-------- Input rows

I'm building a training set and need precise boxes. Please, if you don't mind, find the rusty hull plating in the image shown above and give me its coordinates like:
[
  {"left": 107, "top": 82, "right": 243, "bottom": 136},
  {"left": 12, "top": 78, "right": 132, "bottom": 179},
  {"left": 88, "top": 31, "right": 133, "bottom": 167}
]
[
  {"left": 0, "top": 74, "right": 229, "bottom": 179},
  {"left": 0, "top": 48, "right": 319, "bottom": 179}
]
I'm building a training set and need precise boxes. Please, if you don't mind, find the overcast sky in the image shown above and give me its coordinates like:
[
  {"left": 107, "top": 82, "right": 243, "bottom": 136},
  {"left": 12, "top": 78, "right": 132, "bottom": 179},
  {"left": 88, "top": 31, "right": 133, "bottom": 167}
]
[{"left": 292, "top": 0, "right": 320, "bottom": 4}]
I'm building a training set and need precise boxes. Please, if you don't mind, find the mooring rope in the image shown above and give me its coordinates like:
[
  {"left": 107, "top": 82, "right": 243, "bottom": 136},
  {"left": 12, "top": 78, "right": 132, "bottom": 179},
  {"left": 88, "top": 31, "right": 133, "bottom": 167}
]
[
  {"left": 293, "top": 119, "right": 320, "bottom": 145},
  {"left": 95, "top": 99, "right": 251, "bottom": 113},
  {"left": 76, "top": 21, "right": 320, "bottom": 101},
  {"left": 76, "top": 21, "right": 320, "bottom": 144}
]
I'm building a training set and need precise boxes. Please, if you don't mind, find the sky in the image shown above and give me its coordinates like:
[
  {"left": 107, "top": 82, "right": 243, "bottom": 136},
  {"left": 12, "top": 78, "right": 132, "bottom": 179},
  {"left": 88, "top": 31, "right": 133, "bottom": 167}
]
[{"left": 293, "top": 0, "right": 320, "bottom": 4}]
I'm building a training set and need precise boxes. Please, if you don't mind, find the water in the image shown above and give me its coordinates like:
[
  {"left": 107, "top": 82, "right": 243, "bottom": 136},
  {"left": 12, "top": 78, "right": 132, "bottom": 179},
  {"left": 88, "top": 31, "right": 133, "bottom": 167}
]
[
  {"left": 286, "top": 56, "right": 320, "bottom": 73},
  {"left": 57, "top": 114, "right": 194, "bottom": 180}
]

----------------

### Work instructions
Reproduce only the lines from the line containing "find the sky" to the last line of the material above, both of those lines included.

### Output below
I'm building a training set and need precise boxes. Please, if you don't mind, find the sky in the image shown above and give me its coordinates like:
[
  {"left": 107, "top": 82, "right": 243, "bottom": 136},
  {"left": 12, "top": 78, "right": 132, "bottom": 179},
  {"left": 88, "top": 31, "right": 133, "bottom": 167}
]
[{"left": 293, "top": 0, "right": 320, "bottom": 4}]
I'm building a training set and need precise boxes. Please, if you don't mind, find the water in the image shown above and give me its coordinates like:
[
  {"left": 107, "top": 82, "right": 243, "bottom": 136},
  {"left": 12, "top": 78, "right": 132, "bottom": 179},
  {"left": 88, "top": 31, "right": 133, "bottom": 167}
]
[
  {"left": 286, "top": 56, "right": 320, "bottom": 73},
  {"left": 57, "top": 114, "right": 194, "bottom": 180}
]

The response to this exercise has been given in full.